Description of the task =>
Please name the container that the forum post below reports the command running in.

Source excerpt =>
----------
Please provide the following information when requesting support.
• Hardware RTX4090 Laptop version
• Network Type unet
• TLT Version tlt: command not found
Followed this guide to install all of TAO requirements
Downloaded TAO5 and installed all requirements.
Selected unet as a first test
In the unet notebook, every cell runs well, until the train cell:
!tao model unet train --gpus $NUM_GPUS \
--gpu_index $GPU_INDEX \
-e $SPECS_DIR/unet_train_resnet_unet_isbi.txt \
-r $USER_EXPERIMENT_DIR/isbi_experiment_unpruned \
-m $USER_EXPERIMENT_DIR/pretrained_resnet18/pretrained_semantic_segmentation_vresnet18/resnet_18.hdf5 \
-n model_isbi
Results in error:
2023-09-11 21:05:23,052 [TAO Toolkit] [INFO] root 160: Registry: [‘nvcr.io’]
2023-09-11 21:05:23,102 [TAO Toolkit] [INFO] nvidia_tao_cli.components.instance_handler.local_instance 361: Running command in container: nvcr.io/nvidia/tao/tao-toolkit:5.0.0-tf1.15.5
2023-09-11 21:05:23,124 [TAO Toolkit] [WARNING] nvidia_tao_cli.components.docker_handler.docker_handler 267:
Docker will run the commands as root. If you would like to retain your
local host permissions, please add the “user”:“UID:GID” in the
DockerOptions portion of the “/home/david/.tao_mounts.json” file. You can obtain your
users UID and GID by using the “id -u” and “id -g” commands on the
terminal.
----------
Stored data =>
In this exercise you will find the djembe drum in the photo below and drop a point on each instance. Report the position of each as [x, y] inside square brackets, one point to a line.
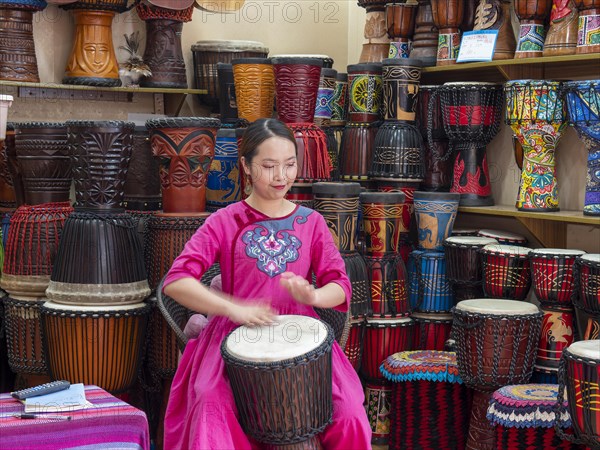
[206, 55]
[496, 343]
[163, 53]
[438, 164]
[464, 264]
[17, 48]
[583, 103]
[447, 16]
[185, 149]
[536, 113]
[432, 331]
[426, 389]
[93, 60]
[298, 373]
[524, 416]
[254, 80]
[506, 271]
[562, 34]
[553, 275]
[589, 26]
[32, 242]
[532, 15]
[99, 345]
[43, 158]
[579, 373]
[382, 224]
[400, 22]
[471, 115]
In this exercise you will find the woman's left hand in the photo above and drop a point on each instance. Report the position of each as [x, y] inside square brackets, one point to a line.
[302, 291]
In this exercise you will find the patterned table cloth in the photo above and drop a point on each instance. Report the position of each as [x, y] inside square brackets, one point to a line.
[111, 424]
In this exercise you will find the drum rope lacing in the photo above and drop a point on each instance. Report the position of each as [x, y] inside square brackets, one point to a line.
[559, 407]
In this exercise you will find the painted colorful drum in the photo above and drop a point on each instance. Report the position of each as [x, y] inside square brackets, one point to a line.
[506, 271]
[583, 103]
[558, 332]
[270, 367]
[471, 114]
[99, 345]
[365, 90]
[432, 331]
[254, 80]
[580, 374]
[504, 237]
[24, 335]
[588, 283]
[435, 213]
[524, 416]
[422, 381]
[185, 149]
[553, 275]
[434, 290]
[384, 337]
[32, 242]
[464, 264]
[536, 112]
[532, 15]
[206, 55]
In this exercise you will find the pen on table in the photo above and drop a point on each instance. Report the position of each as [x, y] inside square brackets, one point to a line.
[41, 416]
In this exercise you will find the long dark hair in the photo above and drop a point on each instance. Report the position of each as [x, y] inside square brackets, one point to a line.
[259, 131]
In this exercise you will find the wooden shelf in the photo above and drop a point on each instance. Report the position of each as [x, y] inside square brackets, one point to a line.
[549, 67]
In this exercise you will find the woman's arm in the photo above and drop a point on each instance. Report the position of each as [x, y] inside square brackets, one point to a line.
[192, 294]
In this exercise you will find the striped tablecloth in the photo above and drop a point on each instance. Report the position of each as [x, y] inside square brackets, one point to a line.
[111, 424]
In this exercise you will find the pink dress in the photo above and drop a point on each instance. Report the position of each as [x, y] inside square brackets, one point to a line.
[253, 250]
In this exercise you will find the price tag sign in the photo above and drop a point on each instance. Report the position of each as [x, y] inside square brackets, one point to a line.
[477, 46]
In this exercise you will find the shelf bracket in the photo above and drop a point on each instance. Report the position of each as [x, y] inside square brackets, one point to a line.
[551, 234]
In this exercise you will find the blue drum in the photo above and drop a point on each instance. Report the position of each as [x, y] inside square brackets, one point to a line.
[583, 103]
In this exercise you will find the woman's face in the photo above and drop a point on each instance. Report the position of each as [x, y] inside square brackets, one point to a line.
[273, 169]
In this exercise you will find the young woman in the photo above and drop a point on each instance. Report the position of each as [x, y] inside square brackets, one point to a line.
[267, 248]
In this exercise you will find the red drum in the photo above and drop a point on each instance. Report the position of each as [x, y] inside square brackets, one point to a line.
[580, 374]
[384, 337]
[288, 365]
[496, 341]
[588, 283]
[553, 275]
[504, 237]
[24, 336]
[31, 248]
[99, 345]
[558, 332]
[431, 331]
[506, 271]
[464, 264]
[426, 389]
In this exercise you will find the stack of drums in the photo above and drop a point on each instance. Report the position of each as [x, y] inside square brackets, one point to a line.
[464, 263]
[390, 330]
[41, 157]
[297, 79]
[496, 346]
[164, 54]
[579, 374]
[433, 298]
[365, 94]
[338, 204]
[524, 416]
[554, 284]
[93, 42]
[95, 322]
[430, 404]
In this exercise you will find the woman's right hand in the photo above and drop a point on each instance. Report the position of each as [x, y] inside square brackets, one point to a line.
[251, 314]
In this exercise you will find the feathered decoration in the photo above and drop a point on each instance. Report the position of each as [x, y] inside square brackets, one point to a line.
[134, 67]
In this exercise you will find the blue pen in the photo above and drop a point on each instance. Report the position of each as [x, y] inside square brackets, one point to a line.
[41, 417]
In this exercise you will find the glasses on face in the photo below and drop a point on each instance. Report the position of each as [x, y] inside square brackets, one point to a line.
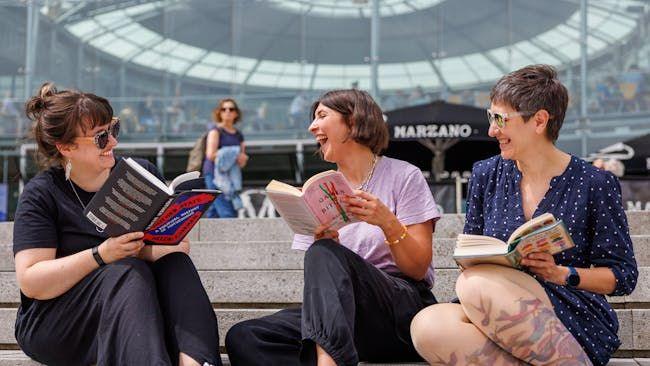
[500, 119]
[101, 138]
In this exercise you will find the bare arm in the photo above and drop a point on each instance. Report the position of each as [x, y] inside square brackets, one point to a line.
[42, 276]
[414, 252]
[152, 253]
[242, 158]
[211, 144]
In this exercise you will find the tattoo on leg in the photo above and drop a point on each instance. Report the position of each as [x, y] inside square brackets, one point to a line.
[533, 333]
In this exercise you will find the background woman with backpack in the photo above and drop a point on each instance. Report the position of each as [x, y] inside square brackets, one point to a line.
[221, 135]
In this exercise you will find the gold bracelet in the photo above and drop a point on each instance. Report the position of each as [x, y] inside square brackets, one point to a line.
[401, 237]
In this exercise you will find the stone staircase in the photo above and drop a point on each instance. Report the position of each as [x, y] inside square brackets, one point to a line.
[249, 270]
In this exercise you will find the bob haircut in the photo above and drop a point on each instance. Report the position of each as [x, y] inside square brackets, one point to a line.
[361, 114]
[532, 88]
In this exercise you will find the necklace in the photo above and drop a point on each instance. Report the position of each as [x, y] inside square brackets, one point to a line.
[82, 204]
[364, 185]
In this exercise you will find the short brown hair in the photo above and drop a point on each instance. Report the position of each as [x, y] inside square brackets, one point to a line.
[532, 88]
[216, 112]
[360, 113]
[58, 116]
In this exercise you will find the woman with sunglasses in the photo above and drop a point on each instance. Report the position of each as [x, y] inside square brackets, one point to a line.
[554, 310]
[224, 134]
[85, 298]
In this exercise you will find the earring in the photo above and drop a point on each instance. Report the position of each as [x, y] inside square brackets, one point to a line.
[68, 169]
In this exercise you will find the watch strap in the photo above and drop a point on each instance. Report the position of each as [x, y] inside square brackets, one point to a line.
[98, 258]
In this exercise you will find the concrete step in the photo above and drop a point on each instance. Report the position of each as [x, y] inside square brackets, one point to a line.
[269, 255]
[240, 230]
[18, 358]
[285, 286]
[633, 331]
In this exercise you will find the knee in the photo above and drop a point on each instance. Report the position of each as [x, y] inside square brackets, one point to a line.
[130, 274]
[239, 338]
[322, 249]
[173, 261]
[429, 328]
[473, 282]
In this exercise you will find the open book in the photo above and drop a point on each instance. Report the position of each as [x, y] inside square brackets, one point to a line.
[540, 234]
[319, 202]
[133, 199]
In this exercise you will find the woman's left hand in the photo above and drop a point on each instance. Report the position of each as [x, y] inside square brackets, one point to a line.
[368, 208]
[543, 265]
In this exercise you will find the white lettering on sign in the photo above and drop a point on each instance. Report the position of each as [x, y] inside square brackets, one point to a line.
[431, 131]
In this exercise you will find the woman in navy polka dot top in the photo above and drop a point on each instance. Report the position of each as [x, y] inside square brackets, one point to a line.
[555, 310]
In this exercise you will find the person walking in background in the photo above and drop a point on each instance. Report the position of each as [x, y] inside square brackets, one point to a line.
[554, 311]
[223, 134]
[85, 298]
[364, 283]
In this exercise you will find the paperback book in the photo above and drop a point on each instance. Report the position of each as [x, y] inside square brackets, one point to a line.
[133, 199]
[541, 234]
[318, 202]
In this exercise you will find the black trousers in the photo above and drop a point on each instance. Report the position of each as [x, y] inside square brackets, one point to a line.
[129, 312]
[353, 310]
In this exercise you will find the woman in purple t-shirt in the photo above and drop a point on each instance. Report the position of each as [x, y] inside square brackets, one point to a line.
[364, 283]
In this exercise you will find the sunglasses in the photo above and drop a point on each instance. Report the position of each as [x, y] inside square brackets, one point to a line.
[101, 138]
[500, 119]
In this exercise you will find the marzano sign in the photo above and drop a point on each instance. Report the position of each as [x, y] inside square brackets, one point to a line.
[431, 131]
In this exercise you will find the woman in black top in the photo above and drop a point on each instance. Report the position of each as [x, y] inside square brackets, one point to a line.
[224, 133]
[89, 299]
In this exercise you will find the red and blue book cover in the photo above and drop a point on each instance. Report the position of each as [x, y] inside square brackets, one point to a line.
[179, 217]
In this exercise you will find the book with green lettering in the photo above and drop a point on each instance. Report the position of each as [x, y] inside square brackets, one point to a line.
[541, 234]
[318, 202]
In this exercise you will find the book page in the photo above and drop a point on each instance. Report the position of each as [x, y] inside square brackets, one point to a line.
[148, 176]
[552, 239]
[294, 211]
[280, 187]
[323, 196]
[182, 178]
[532, 225]
[466, 262]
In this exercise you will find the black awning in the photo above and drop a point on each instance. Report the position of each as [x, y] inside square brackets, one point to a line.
[438, 119]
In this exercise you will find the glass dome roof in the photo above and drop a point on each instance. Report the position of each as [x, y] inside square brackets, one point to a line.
[409, 57]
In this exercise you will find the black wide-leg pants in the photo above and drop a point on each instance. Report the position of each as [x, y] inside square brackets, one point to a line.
[129, 312]
[353, 310]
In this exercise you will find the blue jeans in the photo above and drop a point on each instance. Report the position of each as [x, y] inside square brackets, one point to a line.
[211, 212]
[221, 207]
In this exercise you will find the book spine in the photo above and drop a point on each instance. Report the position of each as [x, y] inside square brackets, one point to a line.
[125, 203]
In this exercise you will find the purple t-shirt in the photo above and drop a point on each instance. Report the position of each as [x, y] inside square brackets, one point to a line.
[403, 189]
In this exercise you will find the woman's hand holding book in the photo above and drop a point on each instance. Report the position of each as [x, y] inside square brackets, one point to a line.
[116, 248]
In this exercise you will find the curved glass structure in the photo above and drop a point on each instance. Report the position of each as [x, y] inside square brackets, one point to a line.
[442, 51]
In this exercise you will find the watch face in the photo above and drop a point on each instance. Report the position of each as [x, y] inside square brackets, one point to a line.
[573, 280]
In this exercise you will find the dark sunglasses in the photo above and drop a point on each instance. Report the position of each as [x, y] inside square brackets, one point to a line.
[500, 119]
[101, 138]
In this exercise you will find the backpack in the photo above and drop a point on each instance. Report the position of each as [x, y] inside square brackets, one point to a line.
[197, 154]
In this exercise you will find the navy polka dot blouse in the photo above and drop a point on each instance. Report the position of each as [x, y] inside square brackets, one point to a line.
[588, 200]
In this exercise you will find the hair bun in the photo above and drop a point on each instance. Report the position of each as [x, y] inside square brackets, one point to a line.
[36, 104]
[47, 90]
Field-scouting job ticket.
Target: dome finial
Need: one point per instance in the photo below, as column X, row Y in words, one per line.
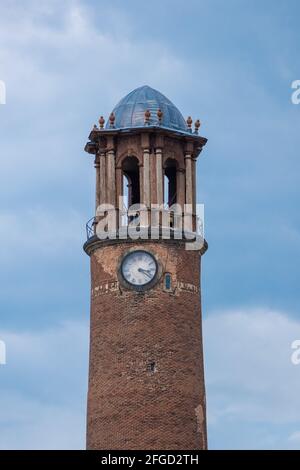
column 112, row 120
column 189, row 122
column 159, row 115
column 197, row 125
column 101, row 122
column 147, row 116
----------
Final result =>
nvcr.io/nvidia/tao/tao-toolkit:5.0.0-tf1.15.5